*Selected excerpt:*

In June, as the artist Ashley Longshore prepared to move her studio from New Orleans to New York City’s SoHo neighborhood, she felt she needed a talisman to ensure an auspicious beginning for the space. She decided on one she could wear, a personalized pendant featuring the motif of the moment: the horseshoe.

A fervent jewelry collector, whose artistic output has included Technicolor canvases and objects that exude unabashed pleasure in good vibes and the high life (one painting reads “Jesus wants you to have a Birkin”), Ms. Longshore contacted Lauren Harwell Godfrey. She owns several items by Ms. Harwell Godfrey, a jewelry designer based in Northern California, and this time she commissioned a personalized rendition of a pendant from Ms. Harwell Godfrey’s Fortune Favors the Bold collection of horseshoe-shape designs.

Ms. Longshore is in step with other jewelry fans, who seem to be gravitating to the horseshoe, whether because of the traditional belief that it brings good luck, to keep pace with the pop-culture wave of Western themes — from the cowgirl styling of Beyoncé’s recent tour to the soapy drama “Yellowstone” — or just to tap into an equestrian dream.

After conversations with Ms. Harwell Godfrey, Ms. Longshore chose a design edged with pearls; set with a peridot, her August birthstone, measuring more than 16 carats; and with a personal engraving: an expletive followed by the word “yeah.”

*Data excerpts:*
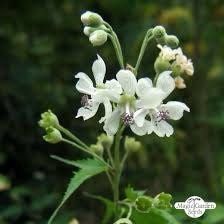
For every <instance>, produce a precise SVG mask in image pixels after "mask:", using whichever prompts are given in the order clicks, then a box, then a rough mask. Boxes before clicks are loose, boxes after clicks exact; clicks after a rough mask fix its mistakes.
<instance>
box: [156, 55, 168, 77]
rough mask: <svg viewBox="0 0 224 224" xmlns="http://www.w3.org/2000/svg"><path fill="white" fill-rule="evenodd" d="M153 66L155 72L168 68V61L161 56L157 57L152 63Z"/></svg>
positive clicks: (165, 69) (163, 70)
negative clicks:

* * *

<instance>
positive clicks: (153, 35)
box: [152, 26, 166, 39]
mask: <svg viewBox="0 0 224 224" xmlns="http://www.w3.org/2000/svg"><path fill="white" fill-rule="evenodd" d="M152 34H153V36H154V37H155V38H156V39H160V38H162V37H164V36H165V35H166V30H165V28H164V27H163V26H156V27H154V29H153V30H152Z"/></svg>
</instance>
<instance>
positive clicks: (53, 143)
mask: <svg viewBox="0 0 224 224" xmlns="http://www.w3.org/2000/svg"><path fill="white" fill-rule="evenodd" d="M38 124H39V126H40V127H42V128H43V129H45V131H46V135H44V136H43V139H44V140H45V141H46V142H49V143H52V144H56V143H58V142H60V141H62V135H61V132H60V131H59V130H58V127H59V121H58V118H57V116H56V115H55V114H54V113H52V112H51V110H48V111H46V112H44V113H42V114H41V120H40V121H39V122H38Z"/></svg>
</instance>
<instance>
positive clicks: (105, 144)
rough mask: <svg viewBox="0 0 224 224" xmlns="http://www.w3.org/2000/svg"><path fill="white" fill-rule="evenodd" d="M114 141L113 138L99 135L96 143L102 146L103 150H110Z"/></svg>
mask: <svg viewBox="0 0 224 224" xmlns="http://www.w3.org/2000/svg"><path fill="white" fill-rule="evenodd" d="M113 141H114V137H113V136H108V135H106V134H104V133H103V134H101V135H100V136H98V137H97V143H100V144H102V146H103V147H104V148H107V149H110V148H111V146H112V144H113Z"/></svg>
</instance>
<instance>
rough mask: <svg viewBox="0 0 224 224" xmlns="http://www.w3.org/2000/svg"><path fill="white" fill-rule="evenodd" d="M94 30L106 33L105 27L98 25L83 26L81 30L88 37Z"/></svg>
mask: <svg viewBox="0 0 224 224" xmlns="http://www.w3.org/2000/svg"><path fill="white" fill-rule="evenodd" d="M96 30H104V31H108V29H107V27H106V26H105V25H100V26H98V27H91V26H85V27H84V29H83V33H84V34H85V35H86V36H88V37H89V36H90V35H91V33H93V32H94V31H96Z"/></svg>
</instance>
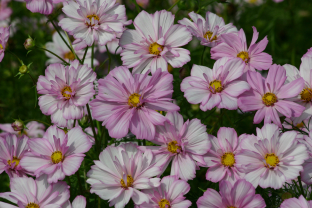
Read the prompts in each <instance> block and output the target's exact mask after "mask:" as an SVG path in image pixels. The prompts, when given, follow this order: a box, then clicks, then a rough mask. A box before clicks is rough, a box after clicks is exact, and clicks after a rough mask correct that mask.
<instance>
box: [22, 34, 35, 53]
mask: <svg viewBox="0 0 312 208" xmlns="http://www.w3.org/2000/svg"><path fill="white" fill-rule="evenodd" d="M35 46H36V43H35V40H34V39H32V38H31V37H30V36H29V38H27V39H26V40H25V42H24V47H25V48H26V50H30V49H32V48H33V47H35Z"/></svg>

*Assignment 1:*
Answer these questions using the article on horseshoe jewelry:
(a) From which city was Ashley Longshore moving her studio?
(b) In what region is jewelry designer Lauren Harwell Godfrey based?
(c) Which gemstone was set in the pendant Ms. Longshore chose?
*Assignment 2:* Retype the passage of the article on horseshoe jewelry from "In June, as" up to and including "of horseshoe-shape designs.".
The items are separate material and have no connection to the article on horseshoe jewelry.

*Task output 1:*
(a) New Orleans
(b) Northern California
(c) A peridot

*Task output 2:*
In June, as the artist Ashley Longshore prepared to move her studio from New Orleans to New York City’s SoHo neighborhood, she felt she needed a talisman to ensure an auspicious beginning for the space. She decided on one she could wear, a personalized pendant featuring the motif of the moment: the horseshoe.

A fervent jewelry collector, whose artistic output has included Technicolor canvases and objects that exude unabashed pleasure in good vibes and the high life (one painting reads “Jesus wants you to have a Birkin”), Ms. Longshore contacted Lauren Harwell Godfrey. She owns several items by Ms. Harwell Godfrey, a jewelry designer based in Northern California, and this time she commissioned a personalized rendition of a pendant from Ms. Harwell Godfrey’s Fortune Favors the Bold collection of horseshoe-shape designs.